◆ Instructions to follow
Take the entries that follow and write them out again, word for word.

(Stored data entries)
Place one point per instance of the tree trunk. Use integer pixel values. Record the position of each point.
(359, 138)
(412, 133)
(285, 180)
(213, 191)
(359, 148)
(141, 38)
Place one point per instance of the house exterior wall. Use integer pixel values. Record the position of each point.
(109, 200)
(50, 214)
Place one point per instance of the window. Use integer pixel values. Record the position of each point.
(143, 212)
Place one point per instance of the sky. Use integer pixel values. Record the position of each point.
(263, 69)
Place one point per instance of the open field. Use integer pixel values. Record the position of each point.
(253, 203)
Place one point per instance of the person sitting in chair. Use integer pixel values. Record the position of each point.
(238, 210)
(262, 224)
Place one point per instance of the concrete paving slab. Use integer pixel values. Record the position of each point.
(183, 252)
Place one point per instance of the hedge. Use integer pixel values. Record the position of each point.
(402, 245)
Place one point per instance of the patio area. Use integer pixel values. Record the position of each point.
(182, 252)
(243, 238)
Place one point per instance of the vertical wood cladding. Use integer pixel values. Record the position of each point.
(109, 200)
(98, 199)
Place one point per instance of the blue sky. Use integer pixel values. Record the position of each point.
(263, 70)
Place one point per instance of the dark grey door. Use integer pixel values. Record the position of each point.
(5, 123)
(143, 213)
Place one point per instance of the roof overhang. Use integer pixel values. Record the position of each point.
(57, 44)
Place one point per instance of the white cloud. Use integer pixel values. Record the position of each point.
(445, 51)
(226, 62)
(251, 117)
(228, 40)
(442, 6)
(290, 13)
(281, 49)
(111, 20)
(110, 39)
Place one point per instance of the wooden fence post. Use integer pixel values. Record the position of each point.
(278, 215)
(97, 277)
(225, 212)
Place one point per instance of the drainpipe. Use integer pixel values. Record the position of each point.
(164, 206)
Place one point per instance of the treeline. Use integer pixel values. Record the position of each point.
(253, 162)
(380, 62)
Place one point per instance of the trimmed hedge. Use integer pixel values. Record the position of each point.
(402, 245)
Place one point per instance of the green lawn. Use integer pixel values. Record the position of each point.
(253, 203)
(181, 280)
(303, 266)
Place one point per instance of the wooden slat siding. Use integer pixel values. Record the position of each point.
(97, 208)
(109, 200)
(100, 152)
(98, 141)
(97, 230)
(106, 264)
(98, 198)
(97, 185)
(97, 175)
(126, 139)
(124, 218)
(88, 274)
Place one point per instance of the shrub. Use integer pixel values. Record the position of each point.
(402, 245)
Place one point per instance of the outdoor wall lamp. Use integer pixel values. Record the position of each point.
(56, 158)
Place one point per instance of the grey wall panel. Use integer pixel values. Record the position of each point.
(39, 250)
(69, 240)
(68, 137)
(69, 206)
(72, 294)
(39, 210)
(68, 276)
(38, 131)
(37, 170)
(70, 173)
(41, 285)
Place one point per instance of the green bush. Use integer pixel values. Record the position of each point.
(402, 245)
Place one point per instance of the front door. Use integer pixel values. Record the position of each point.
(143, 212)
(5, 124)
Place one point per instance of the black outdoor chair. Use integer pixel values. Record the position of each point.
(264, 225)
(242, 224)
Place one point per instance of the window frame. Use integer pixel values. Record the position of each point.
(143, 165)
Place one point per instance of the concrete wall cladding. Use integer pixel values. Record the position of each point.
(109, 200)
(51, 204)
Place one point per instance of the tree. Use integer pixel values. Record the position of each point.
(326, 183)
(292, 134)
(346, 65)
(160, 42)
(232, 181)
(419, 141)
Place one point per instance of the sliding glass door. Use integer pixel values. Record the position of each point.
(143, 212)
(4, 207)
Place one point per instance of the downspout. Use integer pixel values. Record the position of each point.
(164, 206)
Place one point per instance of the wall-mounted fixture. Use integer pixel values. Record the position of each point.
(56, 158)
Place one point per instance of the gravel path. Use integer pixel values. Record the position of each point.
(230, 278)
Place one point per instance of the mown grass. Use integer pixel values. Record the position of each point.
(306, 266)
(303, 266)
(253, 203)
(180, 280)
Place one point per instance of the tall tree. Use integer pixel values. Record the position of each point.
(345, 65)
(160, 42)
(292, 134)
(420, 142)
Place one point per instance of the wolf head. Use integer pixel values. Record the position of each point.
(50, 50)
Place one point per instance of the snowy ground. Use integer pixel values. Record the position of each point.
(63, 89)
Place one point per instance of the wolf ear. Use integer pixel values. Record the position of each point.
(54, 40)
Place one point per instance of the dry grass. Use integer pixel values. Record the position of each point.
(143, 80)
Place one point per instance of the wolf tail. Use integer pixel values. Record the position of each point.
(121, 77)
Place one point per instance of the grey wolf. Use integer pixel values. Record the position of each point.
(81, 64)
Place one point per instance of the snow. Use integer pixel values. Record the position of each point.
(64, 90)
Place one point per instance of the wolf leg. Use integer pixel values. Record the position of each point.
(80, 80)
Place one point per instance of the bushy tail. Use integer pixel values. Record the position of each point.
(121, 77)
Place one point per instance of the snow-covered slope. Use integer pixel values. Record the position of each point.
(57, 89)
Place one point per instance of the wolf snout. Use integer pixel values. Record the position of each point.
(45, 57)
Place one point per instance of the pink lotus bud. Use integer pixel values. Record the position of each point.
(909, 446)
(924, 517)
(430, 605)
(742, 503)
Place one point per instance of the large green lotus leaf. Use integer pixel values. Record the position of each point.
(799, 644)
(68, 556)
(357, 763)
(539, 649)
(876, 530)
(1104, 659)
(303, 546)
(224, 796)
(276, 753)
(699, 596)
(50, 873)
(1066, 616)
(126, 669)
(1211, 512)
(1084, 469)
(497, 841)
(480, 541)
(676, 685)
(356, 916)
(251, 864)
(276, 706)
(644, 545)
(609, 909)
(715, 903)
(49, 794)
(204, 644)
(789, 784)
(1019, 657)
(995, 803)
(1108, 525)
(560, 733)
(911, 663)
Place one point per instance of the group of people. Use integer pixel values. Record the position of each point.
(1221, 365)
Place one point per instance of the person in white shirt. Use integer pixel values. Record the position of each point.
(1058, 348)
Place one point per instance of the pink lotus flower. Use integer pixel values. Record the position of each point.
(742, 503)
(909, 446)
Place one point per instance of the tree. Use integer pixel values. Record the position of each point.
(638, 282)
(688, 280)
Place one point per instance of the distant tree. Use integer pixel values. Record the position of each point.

◆ Answer for the task
Place one point per instance of the tree trunk. Use integer pixel values. Record the position of each point.
(359, 138)
(412, 133)
(285, 180)
(213, 191)
(359, 148)
(141, 38)
Place one point per instance of the house exterior wall. Use integer pixel values. Record the position of each point.
(109, 200)
(50, 214)
Place one point per instance of the window. Use integer pixel values. Record the position of each point.
(143, 212)
Place one point per instance of the sky. Use integer pixel values. Record the position of each point.
(263, 69)
Place one point per instance of the open field. Use integer pixel values. Record the position of each point.
(253, 203)
Place one point per instance of the person sitting in chair. Use integer pixel values. Record the position of each point.
(238, 210)
(262, 224)
Place one point per instance of the concrete paving slab. Use integer pixel values. Record the position of each point.
(183, 252)
Place one point per instance of the hedge. Use integer pixel values. Record the position of each point.
(402, 245)
Place one point per instance of the patio area. Use integer pixel values. Record the position of each point.
(182, 252)
(243, 238)
Place one point per instance of the vertical wood cladding. Use integer pixel values. Record the position of each point.
(109, 200)
(98, 199)
Place one point per instance of the blue sky. Use integer pixel values. Record the position of each point.
(263, 70)
Place one point per instance of the dark grey door. Use integer pixel values. Record the position of each point.
(5, 123)
(143, 213)
Place one point per instance of the roof overhang. Use integer pixel values. Record the position of each point.
(57, 44)
Place one point per instance of the white cloud. Use integer pixel values. Record the position of each point.
(445, 51)
(226, 62)
(251, 117)
(228, 40)
(442, 6)
(290, 13)
(281, 49)
(111, 20)
(110, 39)
Place one point per instance of the wooden fence post. Use integer pixel values. Record the position of each point.
(278, 215)
(97, 277)
(225, 212)
Place one point per instance of the drainpipe. Use integer pixel values. Record the position of each point.
(164, 206)
Place one point per instance of the treeline. Use integer pixel values. Record the position of each point.
(253, 162)
(380, 62)
Place one point per instance of the trimmed hedge. Use integer pixel values. Record the position of each point.
(402, 245)
Place one point per instance of the green lawn. Use integer pixel values. Record the position of each point.
(253, 203)
(181, 280)
(303, 266)
Place one point per instance of the wooden slat siding. Use integer pixel values. Record the position of each point.
(97, 208)
(109, 200)
(100, 152)
(98, 141)
(97, 230)
(106, 264)
(98, 198)
(97, 185)
(97, 175)
(126, 139)
(124, 218)
(88, 274)
Place one point per instance of the shrub. Use integer pixel values. Record the position of each point.
(402, 245)
Place one point per instance of the outdoor wall lamp. Use integer pixel values. Record the position of each point.
(56, 158)
Place one point per instance of the grey wall panel. Use integer pixel values. Record the position of each point.
(39, 250)
(69, 240)
(68, 137)
(69, 206)
(72, 294)
(39, 210)
(68, 276)
(38, 131)
(37, 170)
(70, 173)
(41, 285)
Place one point per instance of the green bush. Use integer pixel values. Record the position of each point.
(402, 245)
Place one point per instance of the front door. Use integer pixel values. Record the position of each point.
(143, 212)
(5, 124)
Place one point per instance of the black outdoor chair. Use integer pixel values. Record the position of each point.
(264, 225)
(242, 224)
Place one point per instance of the window frame. Use integer pixel values. Record the position of each point.
(143, 165)
Place one point per instance of the concrete wall cladding. Use integer pixel values. Record the position of each point.
(109, 200)
(51, 204)
Place one point per instance of the tree. Use integer pixel values. Record the position of each point.
(326, 183)
(292, 134)
(346, 65)
(160, 42)
(232, 181)
(419, 141)
Place one point per instance of the sliding glass door. Use integer pixel values. Record the position of each point.
(143, 212)
(4, 207)
Place one point per instance of the downspout. Use integer pixel values. Record the position of each point.
(164, 206)
Place one point per instance of the wall-mounted fixture. Use integer pixel values. Record the position of each point.
(56, 158)
Place one point per instance of the gravel path. Use integer pixel values. Record the position of each point.
(230, 278)
Place one point per instance of the mown grass. Use integer pixel values. Record the position of each point.
(306, 266)
(303, 266)
(253, 203)
(180, 280)
Place one point per instance of the tall tree. Use integer pixel values. Record the position of each point.
(345, 65)
(160, 42)
(292, 134)
(420, 142)
Place one point per instance of the wolf head. Use integer pixel values. Record the position of each point.
(50, 50)
Place one point per instance of the snowy ground. Use integer pixel values. Record the position of each point.
(63, 89)
Place one point per instance of the wolf ear. Use integer pixel values. Record the position of each point.
(54, 40)
Place one point per instance of the dry grass. Use integer pixel values. Record the position of each point.
(143, 80)
Place one point per instance of the wolf tail. Use integer pixel values. Record the position of each point.
(121, 77)
Place one point per instance of the grey wolf. Use integer pixel values. Record the position of each point.
(81, 64)
Place one point per instance of the snow. Use integer pixel values. Record the position of each point.
(64, 90)
Place one point per instance of the wolf leg. Use integer pixel values. Record the position of each point.
(80, 80)
Place one point per instance of the bushy tail. Use integer pixel values. Record the position of each point.
(121, 77)
Place one point per instance of the snow-covered slope. Use integer pixel values. Record the position of each point.
(57, 89)
Place one point per instance of the wolf snout. Use integer pixel values. Record the position of each point.
(45, 57)
Place one point per instance of the pink lotus bud. Use integer pixel values. Record the position of each point.
(909, 446)
(924, 517)
(430, 605)
(742, 503)
Place one point per instance of the large green lotus leaf. Use integer pixel values. Record the position of each point.
(799, 644)
(68, 556)
(357, 763)
(539, 649)
(876, 530)
(1104, 659)
(303, 546)
(224, 796)
(276, 753)
(699, 596)
(50, 873)
(1066, 616)
(126, 669)
(1211, 512)
(1084, 469)
(497, 841)
(480, 541)
(676, 685)
(356, 916)
(251, 864)
(276, 706)
(644, 545)
(609, 909)
(715, 903)
(49, 794)
(204, 644)
(789, 784)
(1019, 657)
(995, 803)
(1108, 525)
(560, 733)
(911, 663)
Place one point per instance of the group of people. Use integer pixel values. Record the position of each point.
(1221, 365)
Place one point per instance of the person in white shirt. Use integer pixel values. Record the position of each point.
(1058, 348)
Place one point per instance of the pink lotus flower. Use integer pixel values. Record the position of each point.
(742, 503)
(909, 446)
Place one point per instance of the tree. Use integer pixel values. Record the position of each point.
(638, 282)
(688, 280)
Place one point per instance of the distant tree. Use integer pixel values. Record the position of each point.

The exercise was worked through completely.